* Written request
Can you copy word for word only the lines below that begin with the line containing "the green unripe" and run through the last line?

:: Entries shown ::

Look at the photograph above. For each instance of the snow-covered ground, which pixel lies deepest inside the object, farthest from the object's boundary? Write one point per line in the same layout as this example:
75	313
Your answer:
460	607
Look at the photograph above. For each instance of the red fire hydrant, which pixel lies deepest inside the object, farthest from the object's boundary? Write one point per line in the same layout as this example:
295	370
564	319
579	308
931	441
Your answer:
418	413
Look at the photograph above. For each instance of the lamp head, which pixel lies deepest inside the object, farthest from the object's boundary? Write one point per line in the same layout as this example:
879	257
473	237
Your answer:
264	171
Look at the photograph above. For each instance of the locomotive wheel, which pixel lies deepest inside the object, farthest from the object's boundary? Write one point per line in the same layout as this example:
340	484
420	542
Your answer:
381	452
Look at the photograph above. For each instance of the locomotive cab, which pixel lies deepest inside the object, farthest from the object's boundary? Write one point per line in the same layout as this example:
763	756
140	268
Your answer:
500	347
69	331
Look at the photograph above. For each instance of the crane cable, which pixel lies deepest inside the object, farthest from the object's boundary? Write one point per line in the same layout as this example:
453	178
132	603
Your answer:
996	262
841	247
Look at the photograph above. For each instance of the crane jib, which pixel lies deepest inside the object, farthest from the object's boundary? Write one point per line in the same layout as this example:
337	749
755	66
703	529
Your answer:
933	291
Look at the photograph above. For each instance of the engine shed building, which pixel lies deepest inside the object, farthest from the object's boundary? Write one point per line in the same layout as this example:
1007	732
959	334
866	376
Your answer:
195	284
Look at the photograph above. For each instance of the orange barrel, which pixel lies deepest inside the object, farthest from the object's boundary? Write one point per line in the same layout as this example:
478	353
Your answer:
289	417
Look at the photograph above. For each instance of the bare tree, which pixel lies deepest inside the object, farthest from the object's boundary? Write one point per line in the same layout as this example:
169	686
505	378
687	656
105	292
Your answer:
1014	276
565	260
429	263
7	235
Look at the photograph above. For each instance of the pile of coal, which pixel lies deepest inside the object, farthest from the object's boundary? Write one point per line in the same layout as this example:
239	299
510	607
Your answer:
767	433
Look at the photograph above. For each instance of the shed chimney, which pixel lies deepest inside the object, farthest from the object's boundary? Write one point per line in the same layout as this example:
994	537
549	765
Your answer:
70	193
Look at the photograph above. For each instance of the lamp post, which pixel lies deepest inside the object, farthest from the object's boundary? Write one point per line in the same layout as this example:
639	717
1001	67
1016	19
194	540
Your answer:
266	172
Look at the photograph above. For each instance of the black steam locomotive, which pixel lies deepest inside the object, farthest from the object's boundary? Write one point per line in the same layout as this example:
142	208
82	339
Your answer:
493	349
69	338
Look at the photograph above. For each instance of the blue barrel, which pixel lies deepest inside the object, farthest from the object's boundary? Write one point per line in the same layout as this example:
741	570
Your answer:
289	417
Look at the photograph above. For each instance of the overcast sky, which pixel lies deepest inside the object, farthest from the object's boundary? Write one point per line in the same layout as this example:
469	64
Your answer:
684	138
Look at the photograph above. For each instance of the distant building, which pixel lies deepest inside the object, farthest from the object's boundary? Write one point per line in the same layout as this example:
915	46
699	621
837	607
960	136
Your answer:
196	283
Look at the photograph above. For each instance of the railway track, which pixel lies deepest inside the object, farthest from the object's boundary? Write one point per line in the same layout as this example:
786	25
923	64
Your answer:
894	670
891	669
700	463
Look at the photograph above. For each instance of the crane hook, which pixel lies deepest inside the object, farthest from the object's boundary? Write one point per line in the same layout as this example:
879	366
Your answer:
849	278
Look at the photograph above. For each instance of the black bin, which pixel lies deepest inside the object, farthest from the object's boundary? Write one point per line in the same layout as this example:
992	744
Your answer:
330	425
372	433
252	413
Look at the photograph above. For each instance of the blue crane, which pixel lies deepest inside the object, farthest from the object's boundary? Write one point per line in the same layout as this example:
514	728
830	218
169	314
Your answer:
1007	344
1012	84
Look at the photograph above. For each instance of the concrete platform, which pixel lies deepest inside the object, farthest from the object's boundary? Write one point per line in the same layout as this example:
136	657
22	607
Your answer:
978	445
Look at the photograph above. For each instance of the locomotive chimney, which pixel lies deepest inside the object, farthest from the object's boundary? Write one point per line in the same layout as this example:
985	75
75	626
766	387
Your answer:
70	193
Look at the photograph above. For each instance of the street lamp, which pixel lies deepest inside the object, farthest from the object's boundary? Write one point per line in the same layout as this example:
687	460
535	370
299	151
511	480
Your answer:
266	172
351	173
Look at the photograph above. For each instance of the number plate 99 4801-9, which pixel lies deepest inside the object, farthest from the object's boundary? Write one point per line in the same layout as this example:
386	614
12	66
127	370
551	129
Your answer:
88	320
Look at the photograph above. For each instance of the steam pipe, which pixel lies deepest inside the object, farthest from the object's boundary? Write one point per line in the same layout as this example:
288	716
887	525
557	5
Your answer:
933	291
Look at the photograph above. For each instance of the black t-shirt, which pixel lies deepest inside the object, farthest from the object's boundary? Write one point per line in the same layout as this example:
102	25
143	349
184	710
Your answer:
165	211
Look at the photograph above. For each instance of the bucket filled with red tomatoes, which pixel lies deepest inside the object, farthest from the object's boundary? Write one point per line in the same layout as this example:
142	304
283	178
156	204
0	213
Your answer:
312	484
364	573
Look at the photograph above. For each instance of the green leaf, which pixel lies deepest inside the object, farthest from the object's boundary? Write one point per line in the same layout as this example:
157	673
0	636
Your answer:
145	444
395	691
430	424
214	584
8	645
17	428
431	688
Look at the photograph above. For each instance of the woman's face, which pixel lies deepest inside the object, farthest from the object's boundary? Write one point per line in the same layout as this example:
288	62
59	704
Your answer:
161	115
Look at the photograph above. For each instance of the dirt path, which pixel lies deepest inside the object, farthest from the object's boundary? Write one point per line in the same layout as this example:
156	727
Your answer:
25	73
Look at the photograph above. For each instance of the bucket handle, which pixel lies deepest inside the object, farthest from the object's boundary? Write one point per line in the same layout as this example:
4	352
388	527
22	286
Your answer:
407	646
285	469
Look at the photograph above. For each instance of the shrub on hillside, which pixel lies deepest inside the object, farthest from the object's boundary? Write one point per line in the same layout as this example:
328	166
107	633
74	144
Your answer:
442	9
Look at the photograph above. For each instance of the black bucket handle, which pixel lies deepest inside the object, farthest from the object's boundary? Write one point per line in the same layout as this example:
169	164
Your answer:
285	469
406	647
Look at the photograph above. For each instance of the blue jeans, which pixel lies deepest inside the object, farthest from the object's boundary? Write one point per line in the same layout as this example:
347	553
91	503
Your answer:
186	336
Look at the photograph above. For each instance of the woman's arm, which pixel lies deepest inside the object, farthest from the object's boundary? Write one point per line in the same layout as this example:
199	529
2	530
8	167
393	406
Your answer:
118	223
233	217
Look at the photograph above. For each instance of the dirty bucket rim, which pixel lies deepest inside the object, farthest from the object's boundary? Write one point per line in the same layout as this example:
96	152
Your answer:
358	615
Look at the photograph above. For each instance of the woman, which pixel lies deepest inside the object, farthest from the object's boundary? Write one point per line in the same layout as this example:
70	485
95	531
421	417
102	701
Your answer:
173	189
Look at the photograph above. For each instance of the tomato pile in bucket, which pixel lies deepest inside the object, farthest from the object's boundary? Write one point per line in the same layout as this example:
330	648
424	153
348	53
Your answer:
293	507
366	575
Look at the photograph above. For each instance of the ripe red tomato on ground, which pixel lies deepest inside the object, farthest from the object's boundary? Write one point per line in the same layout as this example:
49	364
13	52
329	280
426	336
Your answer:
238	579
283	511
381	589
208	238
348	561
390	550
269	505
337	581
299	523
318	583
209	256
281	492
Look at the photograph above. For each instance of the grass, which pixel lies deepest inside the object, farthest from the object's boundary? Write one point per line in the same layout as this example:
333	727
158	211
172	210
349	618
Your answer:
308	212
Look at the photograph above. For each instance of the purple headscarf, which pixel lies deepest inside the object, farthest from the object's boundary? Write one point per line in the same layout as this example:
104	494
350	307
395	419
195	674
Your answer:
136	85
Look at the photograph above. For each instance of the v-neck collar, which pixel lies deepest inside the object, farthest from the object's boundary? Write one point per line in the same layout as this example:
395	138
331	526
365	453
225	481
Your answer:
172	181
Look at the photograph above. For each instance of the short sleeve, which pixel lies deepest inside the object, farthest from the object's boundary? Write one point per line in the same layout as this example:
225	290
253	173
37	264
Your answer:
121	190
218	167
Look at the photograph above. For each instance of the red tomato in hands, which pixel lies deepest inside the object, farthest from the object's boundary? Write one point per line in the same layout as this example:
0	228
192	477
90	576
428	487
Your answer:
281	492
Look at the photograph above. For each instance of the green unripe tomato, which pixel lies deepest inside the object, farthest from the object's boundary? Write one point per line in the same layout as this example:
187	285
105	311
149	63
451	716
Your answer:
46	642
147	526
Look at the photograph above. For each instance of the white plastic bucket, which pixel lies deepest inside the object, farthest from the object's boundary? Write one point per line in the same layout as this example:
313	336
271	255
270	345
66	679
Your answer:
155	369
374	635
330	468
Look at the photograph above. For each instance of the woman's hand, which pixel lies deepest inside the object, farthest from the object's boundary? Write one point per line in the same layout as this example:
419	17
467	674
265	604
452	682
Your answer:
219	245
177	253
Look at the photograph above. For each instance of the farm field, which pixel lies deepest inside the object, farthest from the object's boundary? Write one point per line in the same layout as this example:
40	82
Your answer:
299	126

:::

* Reply
Look at the photograph above. For each instance of the green unripe tomato, which pixel lies deepest inside the object, farthest from the object's boundary? Write one point per line in the same layout as this example:
187	285
105	311
149	63
451	716
Your answer:
46	642
147	526
Look at the photograph above. For each instance of the white plastic bucket, which pixel lies deepest inside the object, farthest from the object's boundary? Write one point per line in the same layout as this example:
313	336
271	255
270	345
66	679
Your answer:
155	369
374	635
330	468
Look at the photograph above. For each instance of the woman's hand, which pixel lies deepest inside the object, farthest from the object's boundary? Write one point per line in the same layout as this example:
419	17
467	674
265	604
452	682
Your answer:
219	245
177	253
Look at the photograph above. For each instance of the farm field, which pixel lies deepest inside the object, farthest from the object's boundary? Write one point per line in the same layout as this example:
40	82
Your answer:
299	126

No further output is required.